--- START Excerpted passage ---
The type of Dirichlet characters of level n.

theorem DirichletCharacter.toUnitHom_eq_char' {R : Type} [CommMonoidWithZero R] {n : ℕ} (χ : DirichletCharacter R n) {a : ZMod n} (ha : IsUnit a) : ↑χ a = ↑(↑(MulChar.toUnitHom χ) (IsUnit.unit ha))

theorem DirichletCharacter.toUnitHom_eq_iff {R : Type} [CommMonoidWithZero R] {n : ℕ} (χ : DirichletCharacter R n) (ψ : DirichletCharacter R n) : MulChar.toUnitHom χ = MulChar.toUnitHom ψ ↔ χ = ψ

theorem DirichletCharacter.eval_modulus_sub {R : Type} [CommMonoidWithZero R] {n : ℕ} (χ : DirichletCharacter R n) (x : ZMod n) : ↑χ (↑n - x) = ↑χ (-x)

theorem DirichletCharacter.periodic {R : Type} [CommMonoidWithZero R] {n : ℕ} (χ : DirichletCharacter R n) {m : ℕ} (hm : n ∣ m) : Function.Periodic ↑χ ↑m

noncomputable def DirichletCharacter.changeLevel {R : Type} [CommMonoidWithZero R] {n : ℕ} {m : ℕ} (hm : n ∣ m) : DirichletCharacter R n →* DirichletCharacter R m

A function that modifies the level of a Dirichlet character to some multiple of its original level.

theorem DirichletCharacter.changeLevel_def {R : Type} [CommMonoidWithZero R] {n : ℕ} (χ : DirichletCharacter R n) {m : ℕ} (hm : n ∣ m) : ↑(DirichletCharacter.changeLevel hm) χ = MulChar.ofUnitHom (MonoidHom.comp (MulChar.toUnitHom χ) (ZMod.unitsMap hm))

theorem DirichletCharacter.changeLevel_def' {R : Type} [CommMonoidWithZero R] {n : ℕ} (χ : DirichletCharacter R n) {m : ℕ} (hm : n ∣ m) : MulChar.toUnitHom (↑(DirichletCharacter.changeLevel hm) χ) = MonoidHom.comp (MulChar.toUnitHom χ) (ZMod.unitsMap hm)

@[simp]

theorem DirichletCharacter.changeLevel_self {R : Type} [CommMonoidWithZero R] {n : ℕ} (χ : DirichletCharacter R n) : ↑(DirichletCharacter.changeLevel (_ : n ∣ n)) χ = χ

theorem DirichletCharacter.changeLevel_self_toUnitHom {R : Type} [CommMonoidWithZero R] {n : ℕ} (χ : DirichletCharacter R n) : MulChar.toUnitHom (↑(DirichletCharacter.changeLevel (_ : n ∣ n)) χ) = MulChar.toUnitHom χ

theorem DirichletCharacter.changeLevel_trans {R : Type} [CommMonoidWithZero R] {n : ℕ} (χ : DirichletCharacter R n) {m : ℕ} {d : ℕ} (hm : n ∣ m) (hd : m ∣ d) : ↑(DirichletCharacter.changeLevel (_ : n ∣ d)) χ = ↑(DirichletCharacter.changeLevel hd) (↑(DirichletCharacter.changeLevel hm) χ)
--- END Excerpted passage ---
Tasks and exercises:
**A)** Summarize the excerpt on Dirichlet characters in two sentences.
**B)** Find each line of the records below that contains the string "seal", and copy those lines.
--- START Task data ---
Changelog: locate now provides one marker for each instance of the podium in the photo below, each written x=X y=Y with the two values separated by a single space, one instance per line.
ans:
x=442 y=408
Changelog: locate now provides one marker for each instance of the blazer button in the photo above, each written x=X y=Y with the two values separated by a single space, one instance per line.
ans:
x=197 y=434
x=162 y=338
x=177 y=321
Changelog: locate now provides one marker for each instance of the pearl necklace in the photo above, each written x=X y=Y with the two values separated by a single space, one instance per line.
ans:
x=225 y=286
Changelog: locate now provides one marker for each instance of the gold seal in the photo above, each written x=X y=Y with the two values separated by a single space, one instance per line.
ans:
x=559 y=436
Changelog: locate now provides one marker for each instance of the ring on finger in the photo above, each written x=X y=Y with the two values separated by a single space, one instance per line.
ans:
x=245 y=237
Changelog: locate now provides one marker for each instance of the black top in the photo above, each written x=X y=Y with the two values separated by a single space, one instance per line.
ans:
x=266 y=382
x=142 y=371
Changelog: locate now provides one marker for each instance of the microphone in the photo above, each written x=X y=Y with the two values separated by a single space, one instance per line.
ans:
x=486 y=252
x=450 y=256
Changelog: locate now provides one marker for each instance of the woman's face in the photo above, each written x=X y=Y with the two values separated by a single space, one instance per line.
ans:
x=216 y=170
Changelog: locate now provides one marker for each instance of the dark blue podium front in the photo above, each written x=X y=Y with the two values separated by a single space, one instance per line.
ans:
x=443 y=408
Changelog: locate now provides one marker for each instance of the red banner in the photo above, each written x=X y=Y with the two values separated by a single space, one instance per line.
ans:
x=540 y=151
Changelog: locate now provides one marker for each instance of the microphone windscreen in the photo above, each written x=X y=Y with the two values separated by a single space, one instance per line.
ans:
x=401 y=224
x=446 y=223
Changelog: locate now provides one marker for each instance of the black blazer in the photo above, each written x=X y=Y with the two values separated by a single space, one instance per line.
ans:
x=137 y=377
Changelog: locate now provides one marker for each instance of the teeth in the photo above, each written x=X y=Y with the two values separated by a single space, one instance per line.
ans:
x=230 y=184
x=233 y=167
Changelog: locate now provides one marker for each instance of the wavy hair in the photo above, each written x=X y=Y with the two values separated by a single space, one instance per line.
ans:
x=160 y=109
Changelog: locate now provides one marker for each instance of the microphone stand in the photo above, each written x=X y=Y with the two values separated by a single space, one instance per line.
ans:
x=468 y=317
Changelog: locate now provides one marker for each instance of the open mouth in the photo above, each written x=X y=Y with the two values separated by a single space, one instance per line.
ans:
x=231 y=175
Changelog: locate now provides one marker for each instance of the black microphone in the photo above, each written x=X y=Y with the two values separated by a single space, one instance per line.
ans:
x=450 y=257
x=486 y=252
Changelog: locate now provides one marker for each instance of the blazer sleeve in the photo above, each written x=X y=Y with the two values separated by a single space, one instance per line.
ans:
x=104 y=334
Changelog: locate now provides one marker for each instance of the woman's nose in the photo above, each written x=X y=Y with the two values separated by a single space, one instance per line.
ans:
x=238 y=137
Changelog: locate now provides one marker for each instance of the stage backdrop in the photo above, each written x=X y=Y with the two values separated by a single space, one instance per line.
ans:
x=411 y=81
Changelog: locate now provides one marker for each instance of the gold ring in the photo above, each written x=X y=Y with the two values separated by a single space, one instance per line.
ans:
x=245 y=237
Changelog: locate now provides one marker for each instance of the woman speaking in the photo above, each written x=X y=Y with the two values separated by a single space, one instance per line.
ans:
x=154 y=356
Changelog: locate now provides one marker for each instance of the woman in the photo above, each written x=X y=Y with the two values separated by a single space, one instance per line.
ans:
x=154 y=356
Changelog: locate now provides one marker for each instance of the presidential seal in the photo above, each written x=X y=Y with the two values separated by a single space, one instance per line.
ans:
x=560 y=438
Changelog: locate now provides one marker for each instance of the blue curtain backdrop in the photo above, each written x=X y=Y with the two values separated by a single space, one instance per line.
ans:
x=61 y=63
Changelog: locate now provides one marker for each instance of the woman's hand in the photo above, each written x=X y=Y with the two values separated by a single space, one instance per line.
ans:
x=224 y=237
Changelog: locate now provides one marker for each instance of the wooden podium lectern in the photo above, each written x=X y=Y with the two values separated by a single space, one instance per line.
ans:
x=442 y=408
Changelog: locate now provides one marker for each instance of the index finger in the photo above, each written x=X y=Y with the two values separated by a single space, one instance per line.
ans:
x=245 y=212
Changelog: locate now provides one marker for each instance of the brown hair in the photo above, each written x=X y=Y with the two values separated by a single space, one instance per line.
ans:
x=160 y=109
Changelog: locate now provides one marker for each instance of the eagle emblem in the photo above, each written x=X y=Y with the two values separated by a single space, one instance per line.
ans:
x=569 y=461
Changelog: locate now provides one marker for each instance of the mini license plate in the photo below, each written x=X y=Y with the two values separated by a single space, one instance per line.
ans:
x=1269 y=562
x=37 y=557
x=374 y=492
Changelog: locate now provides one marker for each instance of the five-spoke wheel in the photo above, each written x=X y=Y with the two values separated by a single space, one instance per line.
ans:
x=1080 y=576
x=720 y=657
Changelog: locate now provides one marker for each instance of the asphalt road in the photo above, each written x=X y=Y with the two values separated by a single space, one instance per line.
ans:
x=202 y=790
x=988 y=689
--- END Task data ---
Outputs by task:
**A)** The excerpt concerns the type of Dirichlet characters of level n and states theorems about them, including DirichletCharacter.toUnitHom_eq_iff, DirichletCharacter.eval_modulus_sub and DirichletCharacter.periodic. It also gives DirichletCharacter.changeLevel, a function that modifies the level of a Dirichlet character to some multiple of its original level, together with theorems such as changeLevel_def, changeLevel_self and changeLevel_trans.

**B)**
Changelog: locate now provides one marker for each instance of the gold seal in the photo above, each written x=X y=Y with the two values separated by a single space, one instance per line.
Changelog: locate now provides one marker for each instance of the presidential seal in the photo above, each written x=X y=Y with the two values separated by a single space, one instance per line.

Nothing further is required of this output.